Problem statement:
Please answer from the pipeline notes below: at which stage do register writes happen?

Stage 4: Memory Operation (Mem)

Note: this is only used in the case of lw/sw

  1. Potentially use ALU Result as destination for value of regB in the case of sw and pass forward the memory data read (for the case of lw)
  2. Pass forward ALU Result and instruction bits to the next pipeline register
  3. At this stage, pass PC + 1 + offset back to the original Fetch Stage

Stage 5: Write Back (WB)

This is only used for things that need to be written back to register files (lw, add/nor).

  1. Based on the instruction, pass the relevant values back to the Decode Stage where the Register file is stored.
  2. Also turn on / off the write enable signal

Hazards

There are two main types of hazards: Data Hazards and Control Hazards.

Data Hazards: Since register reads happen at Stage 2 and register writes happen at stage 5, it is possible to read an old / stale value before the correct value is written back in.

Control Hazards: A branch instruction may change the PC, but not until stage 4. What do we fetch before that? (In modern processors, this is where Branch Prediction comes into play).

Data Hazards

Some preliminary definitions:

Data Dependency: one instruction uses the result of a previous one (not necessarily problematic)

Data Hazard: one instruction has a data dependency that will cause a problem if we don’t properly handle it.

We can assume that, if you’re reading from a register the same cycle you’re writing to it, the register file is smart enough to give the reader will give you the correct (new) value. This will help us identify data hazards. This is also consistent with most processors (ARM, x86) but not on the next EECS 370 Project.

Example A:

add 1 2 3
nor 3 4 5

It is very clear here that the nor has a data dependency on add. However, in our pipeline processor, if we load nor beforehand, it will read the old value in r3 before it is updated by the add instruction, leading to subsequent incorrect calculations.

There are three basic solutions to handling data hazards:

  • Avoid: Make sure there are no hazards in the code (rip programmer).
  • Detect and Stall: If hazards exist, stall the processor until they go away.
  • Detect and Forward: If hazards exist, fix the pipeline to get the correct value if possible (hardware changes)

Supplied entries:
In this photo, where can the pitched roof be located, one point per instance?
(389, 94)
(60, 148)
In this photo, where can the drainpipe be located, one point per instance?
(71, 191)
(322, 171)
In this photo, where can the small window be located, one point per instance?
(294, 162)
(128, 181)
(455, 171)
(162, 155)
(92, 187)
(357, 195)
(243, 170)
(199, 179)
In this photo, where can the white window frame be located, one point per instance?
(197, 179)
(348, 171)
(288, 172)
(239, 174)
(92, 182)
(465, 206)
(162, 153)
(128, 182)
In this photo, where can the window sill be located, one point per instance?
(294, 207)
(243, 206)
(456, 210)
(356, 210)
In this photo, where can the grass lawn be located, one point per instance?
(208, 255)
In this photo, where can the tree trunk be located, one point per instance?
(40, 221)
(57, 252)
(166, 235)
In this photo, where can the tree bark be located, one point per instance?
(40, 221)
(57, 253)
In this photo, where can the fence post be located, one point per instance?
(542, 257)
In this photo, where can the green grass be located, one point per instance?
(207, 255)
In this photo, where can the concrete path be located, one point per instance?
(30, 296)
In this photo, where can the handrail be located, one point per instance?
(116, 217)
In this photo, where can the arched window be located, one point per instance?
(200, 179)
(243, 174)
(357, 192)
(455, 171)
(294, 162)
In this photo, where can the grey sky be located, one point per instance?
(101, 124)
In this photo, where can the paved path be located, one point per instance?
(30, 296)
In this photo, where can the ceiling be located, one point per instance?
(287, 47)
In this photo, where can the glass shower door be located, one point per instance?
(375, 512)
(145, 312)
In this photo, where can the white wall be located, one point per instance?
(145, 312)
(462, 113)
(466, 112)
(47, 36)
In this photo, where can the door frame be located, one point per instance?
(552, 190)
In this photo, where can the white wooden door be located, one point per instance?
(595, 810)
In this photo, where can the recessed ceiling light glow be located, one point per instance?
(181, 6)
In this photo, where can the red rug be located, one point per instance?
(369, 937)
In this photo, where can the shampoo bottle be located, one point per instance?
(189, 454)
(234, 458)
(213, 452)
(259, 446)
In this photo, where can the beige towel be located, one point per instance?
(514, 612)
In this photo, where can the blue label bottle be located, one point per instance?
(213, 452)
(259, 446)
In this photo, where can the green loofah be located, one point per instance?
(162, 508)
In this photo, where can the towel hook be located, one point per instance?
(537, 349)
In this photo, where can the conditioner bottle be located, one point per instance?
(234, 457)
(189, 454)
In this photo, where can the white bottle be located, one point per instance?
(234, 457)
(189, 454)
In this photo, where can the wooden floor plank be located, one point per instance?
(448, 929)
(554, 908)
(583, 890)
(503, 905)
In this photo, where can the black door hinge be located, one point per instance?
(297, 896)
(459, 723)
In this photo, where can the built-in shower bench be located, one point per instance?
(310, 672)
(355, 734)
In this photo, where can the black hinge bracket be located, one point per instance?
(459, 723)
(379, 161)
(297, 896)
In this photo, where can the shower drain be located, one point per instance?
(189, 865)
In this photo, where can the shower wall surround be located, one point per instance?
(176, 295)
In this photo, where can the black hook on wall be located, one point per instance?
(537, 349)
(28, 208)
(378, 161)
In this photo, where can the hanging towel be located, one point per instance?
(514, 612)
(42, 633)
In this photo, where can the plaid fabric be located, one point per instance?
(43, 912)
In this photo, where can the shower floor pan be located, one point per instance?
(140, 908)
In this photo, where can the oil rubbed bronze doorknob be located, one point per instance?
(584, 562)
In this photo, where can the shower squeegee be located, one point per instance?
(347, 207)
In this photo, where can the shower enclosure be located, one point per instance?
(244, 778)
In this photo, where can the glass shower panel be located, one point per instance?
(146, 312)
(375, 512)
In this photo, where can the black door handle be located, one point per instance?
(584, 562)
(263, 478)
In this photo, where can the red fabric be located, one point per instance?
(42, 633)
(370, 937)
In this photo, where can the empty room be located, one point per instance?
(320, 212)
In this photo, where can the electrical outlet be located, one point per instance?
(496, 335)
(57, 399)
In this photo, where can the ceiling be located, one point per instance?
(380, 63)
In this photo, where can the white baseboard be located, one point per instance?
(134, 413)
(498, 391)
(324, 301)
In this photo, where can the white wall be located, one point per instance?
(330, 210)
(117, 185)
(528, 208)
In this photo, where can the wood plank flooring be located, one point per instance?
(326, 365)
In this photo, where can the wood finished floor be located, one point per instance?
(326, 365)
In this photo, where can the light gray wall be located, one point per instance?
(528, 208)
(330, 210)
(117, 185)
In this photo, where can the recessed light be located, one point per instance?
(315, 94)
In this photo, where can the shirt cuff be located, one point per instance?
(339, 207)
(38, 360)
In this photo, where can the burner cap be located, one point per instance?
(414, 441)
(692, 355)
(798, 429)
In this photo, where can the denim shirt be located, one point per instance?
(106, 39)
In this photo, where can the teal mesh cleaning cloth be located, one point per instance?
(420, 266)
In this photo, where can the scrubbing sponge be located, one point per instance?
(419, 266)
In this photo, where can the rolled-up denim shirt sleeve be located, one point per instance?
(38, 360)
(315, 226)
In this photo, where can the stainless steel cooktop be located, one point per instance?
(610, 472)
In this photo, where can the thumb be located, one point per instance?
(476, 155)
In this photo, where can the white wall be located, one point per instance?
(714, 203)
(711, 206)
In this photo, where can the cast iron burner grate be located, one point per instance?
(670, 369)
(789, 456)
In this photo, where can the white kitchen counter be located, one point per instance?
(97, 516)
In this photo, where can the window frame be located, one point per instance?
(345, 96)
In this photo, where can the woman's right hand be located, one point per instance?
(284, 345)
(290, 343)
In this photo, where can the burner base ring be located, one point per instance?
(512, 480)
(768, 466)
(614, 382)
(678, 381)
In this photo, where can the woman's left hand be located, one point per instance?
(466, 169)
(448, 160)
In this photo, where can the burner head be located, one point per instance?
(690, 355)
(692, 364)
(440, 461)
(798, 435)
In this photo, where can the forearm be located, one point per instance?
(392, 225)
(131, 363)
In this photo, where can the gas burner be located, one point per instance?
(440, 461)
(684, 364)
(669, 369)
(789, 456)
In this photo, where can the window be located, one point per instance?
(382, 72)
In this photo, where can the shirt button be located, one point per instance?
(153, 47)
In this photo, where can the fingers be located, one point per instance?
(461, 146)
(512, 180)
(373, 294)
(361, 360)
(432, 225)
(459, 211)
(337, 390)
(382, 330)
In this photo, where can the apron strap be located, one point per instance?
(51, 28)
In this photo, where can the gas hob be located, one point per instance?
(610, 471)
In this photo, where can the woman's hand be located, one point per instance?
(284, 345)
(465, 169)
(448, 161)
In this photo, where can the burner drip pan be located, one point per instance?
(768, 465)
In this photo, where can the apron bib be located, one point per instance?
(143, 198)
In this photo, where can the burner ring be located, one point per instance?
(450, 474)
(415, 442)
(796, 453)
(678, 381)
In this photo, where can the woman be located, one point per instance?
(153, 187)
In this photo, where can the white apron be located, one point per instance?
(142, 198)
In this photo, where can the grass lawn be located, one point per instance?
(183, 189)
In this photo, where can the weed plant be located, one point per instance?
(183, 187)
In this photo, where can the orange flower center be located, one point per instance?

Task output:
Stage 5, Write Back (WB).